**Records supplied**

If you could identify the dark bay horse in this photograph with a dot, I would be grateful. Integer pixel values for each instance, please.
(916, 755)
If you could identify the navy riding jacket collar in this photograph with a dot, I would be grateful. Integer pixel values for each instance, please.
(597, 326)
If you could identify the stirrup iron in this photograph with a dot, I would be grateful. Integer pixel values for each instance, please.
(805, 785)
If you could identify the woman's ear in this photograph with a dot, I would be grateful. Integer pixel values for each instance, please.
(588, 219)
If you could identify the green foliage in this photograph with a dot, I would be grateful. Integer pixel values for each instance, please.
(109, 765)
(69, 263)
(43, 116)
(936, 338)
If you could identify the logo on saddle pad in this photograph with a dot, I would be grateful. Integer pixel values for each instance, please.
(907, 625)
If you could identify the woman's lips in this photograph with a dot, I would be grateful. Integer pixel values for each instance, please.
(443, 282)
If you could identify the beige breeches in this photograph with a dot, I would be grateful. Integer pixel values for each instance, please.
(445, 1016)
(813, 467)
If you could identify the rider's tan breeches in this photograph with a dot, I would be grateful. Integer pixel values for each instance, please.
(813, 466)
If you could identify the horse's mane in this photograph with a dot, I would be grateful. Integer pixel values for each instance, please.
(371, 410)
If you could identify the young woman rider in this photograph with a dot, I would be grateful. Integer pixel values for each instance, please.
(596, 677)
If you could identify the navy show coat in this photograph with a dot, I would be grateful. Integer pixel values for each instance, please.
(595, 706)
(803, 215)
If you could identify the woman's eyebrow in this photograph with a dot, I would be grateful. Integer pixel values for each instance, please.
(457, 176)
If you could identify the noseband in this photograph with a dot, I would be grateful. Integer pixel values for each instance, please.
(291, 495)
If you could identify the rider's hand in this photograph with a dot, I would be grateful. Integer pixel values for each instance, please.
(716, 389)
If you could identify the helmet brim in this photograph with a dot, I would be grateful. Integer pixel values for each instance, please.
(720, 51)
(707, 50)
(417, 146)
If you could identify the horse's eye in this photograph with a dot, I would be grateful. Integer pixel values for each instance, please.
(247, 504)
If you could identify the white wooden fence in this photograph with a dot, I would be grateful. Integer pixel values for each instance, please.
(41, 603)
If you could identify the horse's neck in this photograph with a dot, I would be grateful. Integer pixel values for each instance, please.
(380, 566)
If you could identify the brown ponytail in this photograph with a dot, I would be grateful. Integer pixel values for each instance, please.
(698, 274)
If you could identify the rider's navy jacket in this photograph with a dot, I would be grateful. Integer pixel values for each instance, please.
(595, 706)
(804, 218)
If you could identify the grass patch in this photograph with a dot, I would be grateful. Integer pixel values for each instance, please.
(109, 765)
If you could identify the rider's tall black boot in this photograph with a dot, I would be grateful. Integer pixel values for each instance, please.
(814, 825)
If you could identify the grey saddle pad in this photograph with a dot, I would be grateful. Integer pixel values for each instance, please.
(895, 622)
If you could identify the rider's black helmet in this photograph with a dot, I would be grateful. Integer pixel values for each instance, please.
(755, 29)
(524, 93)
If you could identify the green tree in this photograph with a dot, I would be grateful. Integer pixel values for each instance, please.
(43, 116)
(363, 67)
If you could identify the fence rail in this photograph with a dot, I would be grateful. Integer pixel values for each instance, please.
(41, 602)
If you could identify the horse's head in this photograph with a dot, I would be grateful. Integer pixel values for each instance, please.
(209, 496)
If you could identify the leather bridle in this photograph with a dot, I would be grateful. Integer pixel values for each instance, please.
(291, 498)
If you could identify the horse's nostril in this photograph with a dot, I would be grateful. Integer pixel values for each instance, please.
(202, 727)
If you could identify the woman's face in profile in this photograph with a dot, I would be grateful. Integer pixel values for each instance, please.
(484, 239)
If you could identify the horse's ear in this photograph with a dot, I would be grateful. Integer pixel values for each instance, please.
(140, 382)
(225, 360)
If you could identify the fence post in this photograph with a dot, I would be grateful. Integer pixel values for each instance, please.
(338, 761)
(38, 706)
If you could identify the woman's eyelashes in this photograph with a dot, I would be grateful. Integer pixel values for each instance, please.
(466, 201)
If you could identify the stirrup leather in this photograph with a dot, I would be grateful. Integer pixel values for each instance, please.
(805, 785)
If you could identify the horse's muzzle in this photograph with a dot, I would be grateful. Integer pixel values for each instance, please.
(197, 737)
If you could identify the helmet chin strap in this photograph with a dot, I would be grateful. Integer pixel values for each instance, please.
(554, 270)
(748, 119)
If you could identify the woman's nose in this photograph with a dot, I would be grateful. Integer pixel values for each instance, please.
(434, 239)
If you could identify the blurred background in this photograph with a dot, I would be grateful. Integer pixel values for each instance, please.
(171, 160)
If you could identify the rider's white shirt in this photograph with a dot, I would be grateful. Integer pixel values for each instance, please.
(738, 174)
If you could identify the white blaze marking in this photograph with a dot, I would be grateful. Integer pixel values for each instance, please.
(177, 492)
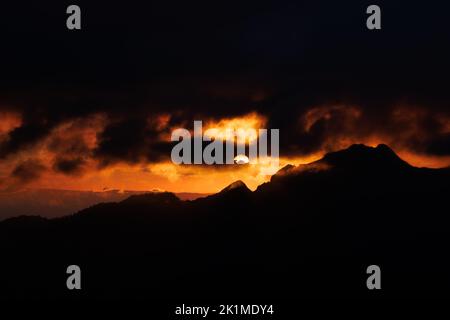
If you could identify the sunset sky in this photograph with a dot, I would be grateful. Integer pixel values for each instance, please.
(94, 109)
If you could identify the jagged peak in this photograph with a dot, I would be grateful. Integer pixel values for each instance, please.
(239, 184)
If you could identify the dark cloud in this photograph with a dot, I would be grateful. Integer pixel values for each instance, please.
(28, 170)
(69, 166)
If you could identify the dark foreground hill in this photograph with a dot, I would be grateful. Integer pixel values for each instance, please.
(310, 232)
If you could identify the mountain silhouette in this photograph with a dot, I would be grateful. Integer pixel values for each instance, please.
(310, 232)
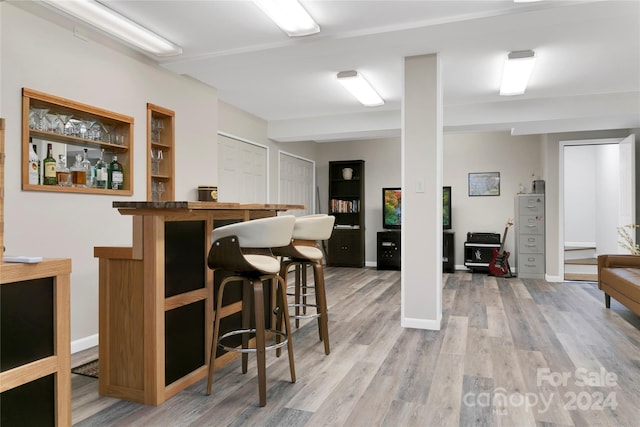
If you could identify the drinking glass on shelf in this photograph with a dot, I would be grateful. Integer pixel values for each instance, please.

**Problem details**
Repeat the data in full and exactly. Omit pictures.

**Result of this task**
If you could identify the dark bay horse in this photograph with a dot, I would be grateful. Integer pixel values for each instance, please.
(916, 755)
If you could identify the navy riding jacket collar in this photograph with a dot, I would be grateful. Integer pixel values for each instance, please.
(597, 326)
If you could identify the stirrup iron in this photograph with a dot, I would be grateful. Integer pixel values for each instance, please.
(805, 785)
If you could identify the woman's ear in this photograph with a dot, I would be grateful. Integer pixel values for each instance, please.
(588, 219)
If you could identify the green foliage in this photograph with a dot, I would be grateful. Integer pixel values for each instance, please.
(109, 765)
(69, 263)
(43, 116)
(936, 338)
If you could identify the logo on saddle pad in this photograph with a dot, I would be grateful. Integer pixel values for each instance, please.
(907, 625)
If you could identify the woman's lips in this photograph with a dot, I would be grateful. Integer pixel values for each instance, please.
(443, 282)
If you could identify the beige breeches in this photograph with a dot, I would be grateful. Integer pixel values for each instance, please.
(445, 1016)
(813, 467)
If you could identify the rider's tan breeches in this photograph with a dot, I would be grateful. Integer pixel values for each instance, please.
(813, 466)
If you could identify the horse's mane in this photograph with a dot, I would be grateful. Integer pixel values for each instance, please.
(371, 410)
If you could identify the young woman rider in this photograph with a dot, I would be grateful. Integer pixel values for each instance, please.
(596, 677)
If you could identify the navy show coat in this photograph with a dot, I would be grateful. Integer pixel values for each instance, please.
(595, 706)
(803, 215)
If you could identify the woman's eyebrow in this photograph with a dot, I would be grateful. Integer pixel values for each instance, please.
(457, 176)
If you could identify the noseband in this photograph with a dot, I would be grateful. Integer pixel values for each instance, please.
(291, 495)
If you could identify the rider's hand in this photograph with a dot, I would be grateful. Integer pixel values for each instance, please.
(716, 389)
If you could identify the helmet brim in this photograph with a dot, I would be grateful. Integer pixel values for each instance, please.
(720, 51)
(707, 50)
(417, 146)
If you could identify the horse's eye in this photograph with a dot, I would be grateful. Integer pixel values for each instance, please.
(247, 504)
If you could identify the white wooden fence in this photograph with a dot, I would be grateful. Integer pixel values for each instance, please.
(41, 603)
If you could identify the horse's neck in this photograph with a dot, I would be grateful. Integer pixel values for each instance, please.
(380, 566)
If you could identify the brown ponytail in this photograph with a dot, I would be grateful. Integer pixel values for each instance, please.
(698, 274)
If you could identify the rider's navy jacket in this photograph with a dot, I would be grateful. Integer pixel values for each instance, please.
(595, 706)
(804, 218)
If you could identify the grass patch in this photograph with a dot, I would be grateful. Integer pixel values for each instance, please.
(109, 765)
If you could identify the rider's tall black boot in this photograph with a dot, I would be grateful. Integer pixel values for each instance, please.
(814, 825)
If you could identify the grey saddle pad in this photograph with a dot, I would be grateful. Integer pixel values for each instance, please.
(895, 622)
If you could identify the rider's black helmet in this photograph with a dot, I would be grateful. Integer pixel values for each instance, please.
(755, 29)
(524, 93)
If you could identify the green tree in this photograph with a dot, I would be grateful. Integer pixel values for each instance, please.
(43, 116)
(363, 67)
If you could identify the fence rail in this photograph with a dot, I would be grateful. Integer pixel values for each instance, please.
(41, 602)
If you could identify the horse's head in this photograph with a dot, I would be grateful. Integer pixel values for each instance, please.
(209, 496)
If you could identify the leather bridle in this photograph with a dot, I would be grateful. Integer pixel values for each instance, please.
(291, 498)
If you could identify the horse's nostril in this photograph with a dot, I would be grateful. Integer pixel values for each instance, please.
(202, 727)
If you could identify the woman's face in profile in this photograph with a dot, I would be grateful. Integer pixel values for each instance, please.
(484, 239)
If you could identify the horse's ear in this photograph with a dot, I would be grateful. Integer pixel values for each instance, please.
(140, 382)
(225, 360)
If you could identify the fence post in this photograph with a dot, I would be grateful. Integer pixel values for each instance, please.
(338, 761)
(38, 706)
If you could identify the woman's eyelashes in this photograph with a dot, I would be grateful. Integer pixel values for each instance, please.
(466, 201)
If you could identify the stirrup leather in this photograph with a dot, I would be grateful. Integer pixel values for each instance, please.
(805, 785)
If you could identify the horse's muzzle in this photograph with a dot, I would be grateful. Integer pixel values for each instance, please.
(197, 737)
If you could identify the helmet chin strap in this photograph with a dot, I would be grateful. Integer pixel values for each instance, please.
(554, 270)
(748, 119)
If you could identify the woman's nose in this photograph with a dot, I would be grateful. Integer pixel values for each instance, please.
(434, 239)
If you could identify the blurred background in this photograph with a dot, I would be grateful. Integer pixel values for each instance, please.
(171, 160)
If you could identify the rider's white shirt in this photograph with a dot, I would be grateful. Integer pixel values for each instance, please.
(738, 174)
If you could identify the white blaze marking in this photograph with a dot, I would be grateful. Integer pixel values for each instance, please.
(177, 492)
If you could identify the sunset sky in this photograph with a dot, I would be grateful. Integer pixel values for each instance, please.
(94, 109)
If you could identify the jagged peak in this photograph with a dot, I would be grateful. Integer pixel values for each instance, please.
(239, 184)
If you could identify the dark cloud in this photograph with a dot, I would be grateful. Integer pixel values for each instance, please.
(28, 170)
(69, 166)
If you could identify the dark foreground hill in this photograph with a dot, I would be grateful. Integer pixel values for each instance, please.
(310, 232)
If you could identify the mountain silhouette in this photograph with a dot, I would be grateful. Integer pixel values for each instance, please.
(310, 232)
If you could identify the drinking glass on shelf in this photograph with a dot, I would be grateful. Integer pixel values for each instance, please.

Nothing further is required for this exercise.